# NorCal Dinner Invite - Jan 26, Saturday



## Havtahava (Aug 20, 2006)

Since there are so many of us in Northern California, I wanted to pass along the information about the Capital Havanese Club of Northern California and their annual dinner along with _an invitation to join us_. You do not need to be a club member to attend, but the deadline is quickly approaching, so if you are interested, please contact Claudie Parrish *immediately*. Her email address is Claudie313(at)aol.com. (Change the "(at)" to an "@" or just click on the link.)

Saturday, January 26th at the Hungry Hunter in Sacramento. This is a fun social event, including a raffle, dinner, and member awards. No Host cocktails start at 6:00 PM with dinner being served at 6:30 PM.

Reservations, along with each person's dinner choice, and payment needed *by January 17th*.

*The Menu*
(All prices include sales tax and gratuity)

● **STORED RECORDS**:
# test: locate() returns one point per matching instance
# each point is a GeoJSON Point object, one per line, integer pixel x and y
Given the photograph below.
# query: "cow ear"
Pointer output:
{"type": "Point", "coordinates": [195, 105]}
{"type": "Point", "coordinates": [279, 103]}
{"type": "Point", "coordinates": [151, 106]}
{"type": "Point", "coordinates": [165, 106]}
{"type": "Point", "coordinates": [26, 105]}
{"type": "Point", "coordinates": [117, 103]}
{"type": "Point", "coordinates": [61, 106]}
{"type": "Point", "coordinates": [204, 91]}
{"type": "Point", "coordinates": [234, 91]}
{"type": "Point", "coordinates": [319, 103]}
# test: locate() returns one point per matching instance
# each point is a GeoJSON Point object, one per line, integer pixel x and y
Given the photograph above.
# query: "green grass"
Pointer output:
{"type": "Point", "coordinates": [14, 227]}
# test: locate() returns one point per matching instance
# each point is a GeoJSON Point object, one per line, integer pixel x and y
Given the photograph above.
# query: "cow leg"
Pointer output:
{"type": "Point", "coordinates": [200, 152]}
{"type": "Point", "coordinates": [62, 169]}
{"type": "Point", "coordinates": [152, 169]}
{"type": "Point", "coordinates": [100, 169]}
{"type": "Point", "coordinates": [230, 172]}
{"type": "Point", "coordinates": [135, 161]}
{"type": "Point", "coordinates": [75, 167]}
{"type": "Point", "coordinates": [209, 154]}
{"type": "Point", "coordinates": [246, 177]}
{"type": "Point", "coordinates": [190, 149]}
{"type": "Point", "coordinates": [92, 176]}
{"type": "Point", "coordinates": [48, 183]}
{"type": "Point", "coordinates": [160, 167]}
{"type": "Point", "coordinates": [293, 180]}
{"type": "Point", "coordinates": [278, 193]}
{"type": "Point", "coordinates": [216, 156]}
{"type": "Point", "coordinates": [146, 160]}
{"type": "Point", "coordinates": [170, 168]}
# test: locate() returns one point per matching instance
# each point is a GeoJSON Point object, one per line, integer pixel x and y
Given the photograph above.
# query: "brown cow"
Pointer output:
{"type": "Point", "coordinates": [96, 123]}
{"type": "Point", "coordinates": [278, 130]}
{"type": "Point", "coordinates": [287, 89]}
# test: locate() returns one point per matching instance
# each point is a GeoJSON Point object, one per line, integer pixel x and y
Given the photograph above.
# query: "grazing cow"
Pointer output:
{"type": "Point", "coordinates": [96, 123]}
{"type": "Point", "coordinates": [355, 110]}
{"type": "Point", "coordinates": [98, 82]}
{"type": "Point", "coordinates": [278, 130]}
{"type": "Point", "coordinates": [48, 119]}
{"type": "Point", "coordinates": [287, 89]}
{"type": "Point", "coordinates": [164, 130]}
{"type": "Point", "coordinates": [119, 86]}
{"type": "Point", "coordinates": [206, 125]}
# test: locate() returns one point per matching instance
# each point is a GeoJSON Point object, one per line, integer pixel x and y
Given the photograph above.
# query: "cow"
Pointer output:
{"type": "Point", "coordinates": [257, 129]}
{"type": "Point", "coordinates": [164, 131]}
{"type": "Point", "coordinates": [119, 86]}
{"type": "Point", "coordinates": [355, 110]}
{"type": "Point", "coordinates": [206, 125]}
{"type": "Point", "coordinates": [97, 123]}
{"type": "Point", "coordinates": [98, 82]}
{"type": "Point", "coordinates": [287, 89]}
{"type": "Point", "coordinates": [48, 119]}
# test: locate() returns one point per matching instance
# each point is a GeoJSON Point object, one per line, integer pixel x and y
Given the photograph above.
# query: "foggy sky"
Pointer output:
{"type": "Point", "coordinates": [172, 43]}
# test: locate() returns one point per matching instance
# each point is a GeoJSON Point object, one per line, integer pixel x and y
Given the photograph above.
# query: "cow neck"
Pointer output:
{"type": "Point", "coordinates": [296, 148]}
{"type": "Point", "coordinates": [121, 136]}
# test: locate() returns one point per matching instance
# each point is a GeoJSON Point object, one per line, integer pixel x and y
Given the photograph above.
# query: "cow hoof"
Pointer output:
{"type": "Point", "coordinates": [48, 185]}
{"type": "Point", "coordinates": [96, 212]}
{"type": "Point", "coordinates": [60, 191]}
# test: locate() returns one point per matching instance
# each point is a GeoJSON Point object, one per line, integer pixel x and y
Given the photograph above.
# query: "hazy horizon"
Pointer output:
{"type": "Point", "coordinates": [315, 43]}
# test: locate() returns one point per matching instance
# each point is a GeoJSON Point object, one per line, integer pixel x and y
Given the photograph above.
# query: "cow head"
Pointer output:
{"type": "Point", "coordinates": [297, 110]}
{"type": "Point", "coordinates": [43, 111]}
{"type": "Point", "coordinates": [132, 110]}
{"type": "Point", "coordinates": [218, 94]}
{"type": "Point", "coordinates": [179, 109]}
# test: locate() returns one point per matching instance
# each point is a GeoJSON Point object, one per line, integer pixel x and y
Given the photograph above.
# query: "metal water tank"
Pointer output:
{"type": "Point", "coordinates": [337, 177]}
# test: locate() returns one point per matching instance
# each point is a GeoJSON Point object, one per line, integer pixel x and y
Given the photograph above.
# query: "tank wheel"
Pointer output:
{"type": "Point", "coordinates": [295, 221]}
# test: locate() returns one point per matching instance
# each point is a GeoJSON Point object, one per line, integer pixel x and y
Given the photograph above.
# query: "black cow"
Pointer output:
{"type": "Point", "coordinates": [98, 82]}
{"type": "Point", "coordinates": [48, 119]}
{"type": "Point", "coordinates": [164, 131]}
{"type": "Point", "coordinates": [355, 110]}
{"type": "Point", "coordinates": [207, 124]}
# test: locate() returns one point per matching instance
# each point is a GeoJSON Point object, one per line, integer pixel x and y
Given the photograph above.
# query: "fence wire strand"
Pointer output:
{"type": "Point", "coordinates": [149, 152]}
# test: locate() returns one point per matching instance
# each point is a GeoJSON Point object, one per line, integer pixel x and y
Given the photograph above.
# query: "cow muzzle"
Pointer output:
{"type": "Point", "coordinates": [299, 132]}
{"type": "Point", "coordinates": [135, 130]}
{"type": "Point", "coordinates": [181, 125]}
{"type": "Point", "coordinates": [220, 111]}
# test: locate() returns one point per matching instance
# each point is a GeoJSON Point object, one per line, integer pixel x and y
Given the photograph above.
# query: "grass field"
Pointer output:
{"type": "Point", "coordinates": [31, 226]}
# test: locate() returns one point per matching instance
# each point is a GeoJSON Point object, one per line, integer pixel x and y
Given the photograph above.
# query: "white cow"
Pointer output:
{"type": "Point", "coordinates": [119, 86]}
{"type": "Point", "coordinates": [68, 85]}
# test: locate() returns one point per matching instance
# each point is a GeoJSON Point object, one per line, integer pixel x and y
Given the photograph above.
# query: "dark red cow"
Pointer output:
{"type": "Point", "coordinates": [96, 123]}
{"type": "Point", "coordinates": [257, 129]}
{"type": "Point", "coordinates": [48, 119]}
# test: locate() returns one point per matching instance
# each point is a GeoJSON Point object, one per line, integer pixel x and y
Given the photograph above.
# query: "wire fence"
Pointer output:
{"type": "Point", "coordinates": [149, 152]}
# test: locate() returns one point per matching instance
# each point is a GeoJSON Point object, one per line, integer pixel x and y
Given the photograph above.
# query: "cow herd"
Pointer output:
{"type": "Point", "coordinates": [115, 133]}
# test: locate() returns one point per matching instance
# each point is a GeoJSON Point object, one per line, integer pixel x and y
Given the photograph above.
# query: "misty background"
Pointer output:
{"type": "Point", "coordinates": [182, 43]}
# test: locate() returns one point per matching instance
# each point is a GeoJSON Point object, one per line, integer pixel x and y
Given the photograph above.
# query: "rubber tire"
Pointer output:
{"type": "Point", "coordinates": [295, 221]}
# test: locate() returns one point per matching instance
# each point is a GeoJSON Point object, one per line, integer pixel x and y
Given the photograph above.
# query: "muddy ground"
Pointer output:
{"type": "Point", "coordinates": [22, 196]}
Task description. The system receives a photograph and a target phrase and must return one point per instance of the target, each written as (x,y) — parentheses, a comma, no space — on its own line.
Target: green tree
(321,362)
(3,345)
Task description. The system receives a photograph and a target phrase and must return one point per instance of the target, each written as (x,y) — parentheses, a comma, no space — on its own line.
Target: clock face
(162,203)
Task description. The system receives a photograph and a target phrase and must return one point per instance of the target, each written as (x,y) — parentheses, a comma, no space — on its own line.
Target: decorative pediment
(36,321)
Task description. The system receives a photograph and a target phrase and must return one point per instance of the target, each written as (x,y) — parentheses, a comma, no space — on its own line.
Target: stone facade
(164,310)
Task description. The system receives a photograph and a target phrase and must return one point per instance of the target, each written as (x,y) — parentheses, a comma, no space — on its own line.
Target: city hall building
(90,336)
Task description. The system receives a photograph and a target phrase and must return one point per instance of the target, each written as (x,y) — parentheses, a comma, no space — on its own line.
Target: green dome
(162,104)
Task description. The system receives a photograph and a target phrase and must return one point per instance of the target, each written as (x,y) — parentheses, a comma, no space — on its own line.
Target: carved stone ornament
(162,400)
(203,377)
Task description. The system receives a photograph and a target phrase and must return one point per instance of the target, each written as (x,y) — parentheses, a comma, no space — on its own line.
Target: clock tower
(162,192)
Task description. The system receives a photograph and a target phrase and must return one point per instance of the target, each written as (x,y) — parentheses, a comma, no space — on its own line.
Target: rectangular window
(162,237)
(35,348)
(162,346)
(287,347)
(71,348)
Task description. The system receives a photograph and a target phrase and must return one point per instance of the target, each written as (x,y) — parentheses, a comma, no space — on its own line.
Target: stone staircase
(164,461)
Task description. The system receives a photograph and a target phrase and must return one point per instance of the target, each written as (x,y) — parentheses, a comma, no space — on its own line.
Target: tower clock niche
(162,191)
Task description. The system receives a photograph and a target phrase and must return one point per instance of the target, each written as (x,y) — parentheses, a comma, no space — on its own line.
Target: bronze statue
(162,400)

--

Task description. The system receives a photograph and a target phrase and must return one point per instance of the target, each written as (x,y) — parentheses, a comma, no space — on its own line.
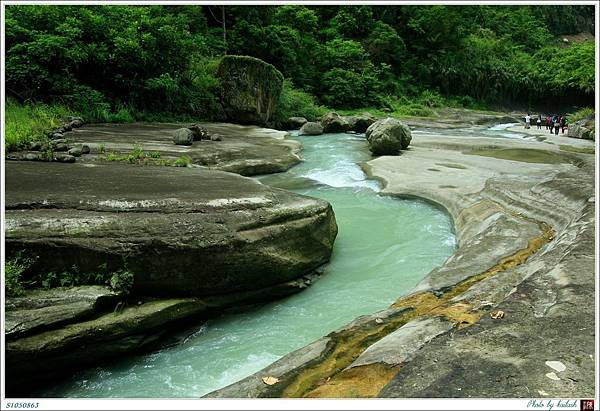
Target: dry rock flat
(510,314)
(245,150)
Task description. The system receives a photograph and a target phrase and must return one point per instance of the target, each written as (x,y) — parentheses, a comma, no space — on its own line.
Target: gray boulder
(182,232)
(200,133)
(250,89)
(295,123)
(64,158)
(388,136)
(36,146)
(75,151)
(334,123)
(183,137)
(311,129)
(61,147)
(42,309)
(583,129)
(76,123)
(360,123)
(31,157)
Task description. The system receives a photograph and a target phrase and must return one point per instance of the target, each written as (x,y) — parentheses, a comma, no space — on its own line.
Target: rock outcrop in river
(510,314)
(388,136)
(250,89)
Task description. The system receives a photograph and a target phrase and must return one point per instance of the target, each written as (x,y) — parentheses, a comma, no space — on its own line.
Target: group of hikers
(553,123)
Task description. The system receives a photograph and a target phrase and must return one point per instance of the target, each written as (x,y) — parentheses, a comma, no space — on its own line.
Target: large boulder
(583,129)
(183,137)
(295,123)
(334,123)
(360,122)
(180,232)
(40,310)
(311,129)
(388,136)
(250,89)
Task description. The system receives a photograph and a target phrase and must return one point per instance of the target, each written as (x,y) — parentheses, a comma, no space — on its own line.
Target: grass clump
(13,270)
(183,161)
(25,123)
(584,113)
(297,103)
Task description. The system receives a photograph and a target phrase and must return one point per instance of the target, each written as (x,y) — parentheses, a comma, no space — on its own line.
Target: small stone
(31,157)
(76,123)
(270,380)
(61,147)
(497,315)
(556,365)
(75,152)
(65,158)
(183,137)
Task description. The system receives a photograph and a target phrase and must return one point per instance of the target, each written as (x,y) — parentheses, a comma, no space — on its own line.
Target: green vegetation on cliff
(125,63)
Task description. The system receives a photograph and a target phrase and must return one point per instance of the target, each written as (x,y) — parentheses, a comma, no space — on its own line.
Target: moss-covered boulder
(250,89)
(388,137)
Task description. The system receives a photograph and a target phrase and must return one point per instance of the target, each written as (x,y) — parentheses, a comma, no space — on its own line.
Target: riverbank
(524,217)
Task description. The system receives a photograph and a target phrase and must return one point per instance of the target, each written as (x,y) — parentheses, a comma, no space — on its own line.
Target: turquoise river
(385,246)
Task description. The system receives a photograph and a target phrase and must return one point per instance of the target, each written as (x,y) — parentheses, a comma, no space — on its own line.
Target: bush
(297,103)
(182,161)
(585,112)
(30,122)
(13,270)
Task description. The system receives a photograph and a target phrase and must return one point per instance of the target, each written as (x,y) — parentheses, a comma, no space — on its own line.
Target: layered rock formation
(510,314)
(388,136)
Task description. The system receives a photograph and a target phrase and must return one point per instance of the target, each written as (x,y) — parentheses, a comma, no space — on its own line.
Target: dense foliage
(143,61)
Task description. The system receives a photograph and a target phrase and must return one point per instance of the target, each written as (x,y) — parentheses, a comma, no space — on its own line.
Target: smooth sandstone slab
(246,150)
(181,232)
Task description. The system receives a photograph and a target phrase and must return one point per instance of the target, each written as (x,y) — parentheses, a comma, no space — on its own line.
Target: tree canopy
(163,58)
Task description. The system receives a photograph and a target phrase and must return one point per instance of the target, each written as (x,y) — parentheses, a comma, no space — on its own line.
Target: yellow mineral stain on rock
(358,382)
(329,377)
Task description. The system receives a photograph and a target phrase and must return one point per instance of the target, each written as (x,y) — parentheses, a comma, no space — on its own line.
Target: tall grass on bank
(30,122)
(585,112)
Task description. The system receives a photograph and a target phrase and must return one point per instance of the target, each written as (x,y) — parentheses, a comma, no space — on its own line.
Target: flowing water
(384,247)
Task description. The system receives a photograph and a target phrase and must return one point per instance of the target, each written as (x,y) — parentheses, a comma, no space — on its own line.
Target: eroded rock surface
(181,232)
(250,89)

--

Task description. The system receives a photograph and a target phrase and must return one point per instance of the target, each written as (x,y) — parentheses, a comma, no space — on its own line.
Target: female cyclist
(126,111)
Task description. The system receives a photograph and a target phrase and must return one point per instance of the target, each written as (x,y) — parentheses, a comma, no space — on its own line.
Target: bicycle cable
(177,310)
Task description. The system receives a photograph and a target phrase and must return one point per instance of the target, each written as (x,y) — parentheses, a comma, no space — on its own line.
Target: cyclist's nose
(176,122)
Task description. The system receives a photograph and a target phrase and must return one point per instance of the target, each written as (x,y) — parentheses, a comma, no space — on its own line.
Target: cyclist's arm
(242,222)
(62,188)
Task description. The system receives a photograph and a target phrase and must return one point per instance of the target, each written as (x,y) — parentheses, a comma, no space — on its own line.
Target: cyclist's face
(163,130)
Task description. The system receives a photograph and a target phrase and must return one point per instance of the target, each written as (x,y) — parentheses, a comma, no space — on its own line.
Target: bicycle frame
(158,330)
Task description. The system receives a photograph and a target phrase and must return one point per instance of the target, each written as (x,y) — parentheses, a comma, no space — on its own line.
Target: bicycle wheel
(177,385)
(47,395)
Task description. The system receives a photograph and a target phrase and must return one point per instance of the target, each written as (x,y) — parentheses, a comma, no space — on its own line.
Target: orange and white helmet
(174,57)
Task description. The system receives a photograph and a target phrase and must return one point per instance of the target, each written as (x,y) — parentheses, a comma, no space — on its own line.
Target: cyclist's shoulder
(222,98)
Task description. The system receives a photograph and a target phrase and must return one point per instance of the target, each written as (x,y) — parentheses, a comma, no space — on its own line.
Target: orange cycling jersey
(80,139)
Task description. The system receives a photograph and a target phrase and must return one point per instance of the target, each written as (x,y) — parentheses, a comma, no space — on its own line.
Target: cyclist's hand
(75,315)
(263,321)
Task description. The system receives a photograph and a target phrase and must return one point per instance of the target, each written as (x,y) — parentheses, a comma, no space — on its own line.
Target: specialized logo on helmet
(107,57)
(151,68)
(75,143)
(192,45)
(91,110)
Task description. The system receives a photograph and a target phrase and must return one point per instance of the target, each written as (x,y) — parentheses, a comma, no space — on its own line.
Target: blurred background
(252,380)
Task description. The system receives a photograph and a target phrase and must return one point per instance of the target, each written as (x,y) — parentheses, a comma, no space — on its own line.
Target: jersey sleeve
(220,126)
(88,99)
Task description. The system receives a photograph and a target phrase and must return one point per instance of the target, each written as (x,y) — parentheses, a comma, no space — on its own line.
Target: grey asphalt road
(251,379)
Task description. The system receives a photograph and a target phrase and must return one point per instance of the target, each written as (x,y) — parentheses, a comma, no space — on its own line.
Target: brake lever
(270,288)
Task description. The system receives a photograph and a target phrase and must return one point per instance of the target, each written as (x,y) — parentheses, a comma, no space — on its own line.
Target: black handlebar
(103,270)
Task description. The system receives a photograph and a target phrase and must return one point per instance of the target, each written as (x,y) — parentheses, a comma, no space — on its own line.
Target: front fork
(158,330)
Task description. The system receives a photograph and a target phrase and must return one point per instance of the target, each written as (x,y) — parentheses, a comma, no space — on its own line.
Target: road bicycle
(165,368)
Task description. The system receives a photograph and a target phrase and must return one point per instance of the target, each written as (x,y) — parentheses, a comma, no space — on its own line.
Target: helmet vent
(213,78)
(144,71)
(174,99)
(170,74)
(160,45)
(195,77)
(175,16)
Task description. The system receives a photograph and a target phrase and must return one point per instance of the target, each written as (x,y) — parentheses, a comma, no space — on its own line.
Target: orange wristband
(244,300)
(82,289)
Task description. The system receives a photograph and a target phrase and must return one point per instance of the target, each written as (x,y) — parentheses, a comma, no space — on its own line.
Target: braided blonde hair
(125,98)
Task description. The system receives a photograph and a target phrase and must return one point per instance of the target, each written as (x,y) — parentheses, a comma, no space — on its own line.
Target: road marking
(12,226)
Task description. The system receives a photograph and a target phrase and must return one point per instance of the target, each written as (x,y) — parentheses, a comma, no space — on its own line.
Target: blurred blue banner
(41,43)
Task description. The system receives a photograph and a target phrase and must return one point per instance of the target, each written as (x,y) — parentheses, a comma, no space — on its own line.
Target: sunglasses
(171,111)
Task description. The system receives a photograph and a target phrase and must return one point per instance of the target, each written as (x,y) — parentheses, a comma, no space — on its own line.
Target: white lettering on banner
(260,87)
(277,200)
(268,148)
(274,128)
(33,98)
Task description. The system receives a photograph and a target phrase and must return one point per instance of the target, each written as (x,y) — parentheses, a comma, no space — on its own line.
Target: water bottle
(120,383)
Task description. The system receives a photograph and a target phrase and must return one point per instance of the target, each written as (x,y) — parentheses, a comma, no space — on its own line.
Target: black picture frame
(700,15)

● **JOBS**:
a) In the dinner invitation, what time is dinner served?
b) Write out the dinner invitation between "# NorCal Dinner" and "needed *by January 17th*.", inclusive.
c) Extend the dinner invitation, starting right after its final line.

● **RESPONSES TO THE EXERCISE**:
a) 6:30 PM

b)
# NorCal Dinner Invite - Jan 26, Saturday



## Havtahava (Aug 20, 2006)

Since there are so many of us in Northern California, I wanted to pass along the information about the Capital Havanese Club of Northern California and their annual dinner along with _an invitation to join us_. You do not need to be a club member to attend, but the deadline is quickly approaching, so if you are interested, please contact Claudie Parrish *immediately*. Her email address is Claudie313(at)aol.com. (Change the "(at)" to an "@" or just click on the link.)

Saturday, January 26th at the Hungry Hunter in Sacramento. This is a fun social event, including a raffle, dinner, and member awards. No Host cocktails start at 6:00 PM with dinner being served at 6:30 PM.

Reservations, along with each person's dinner choice, and payment needed *by January 17th*.

c)
*Prime Rib* - Seared in a herb crust and slow roasted for hours to ensure the most tender prime rib available. Served with ruby port au jus, creamed horseradish, and red skin garlic mashed potatoes. Standard cut (12 oz) - $32.00

*Forest Mushroom Chicken *- Grilled chicken breasts covered with a rich whiskey peppercorn sauce accented with sautéed mushrooms. Served with rice pilaf - $24.00

*Baby Back Ribs* - A full slab of fall off the bone tender ribs, basted with a smoky barbecue sauce and baked. Served with red skin garlic mashed potatoes. - $30.00

*Vegetarian Entrée* - $26.00​
I hope to see some of you there!
If you are considering coming, Kathy, Elaine, Susan (mckennasedona), Katie and I all have a copy of the invitation that can be forwarded to your e-mail address, so just ask one of us if you'd like it.


----------



## casperkeep (May 16, 2007)

Well I will take the prime rib or the ribs please......oh well I am sure you guys will all have fun....I wish there were more havs around my area...!!!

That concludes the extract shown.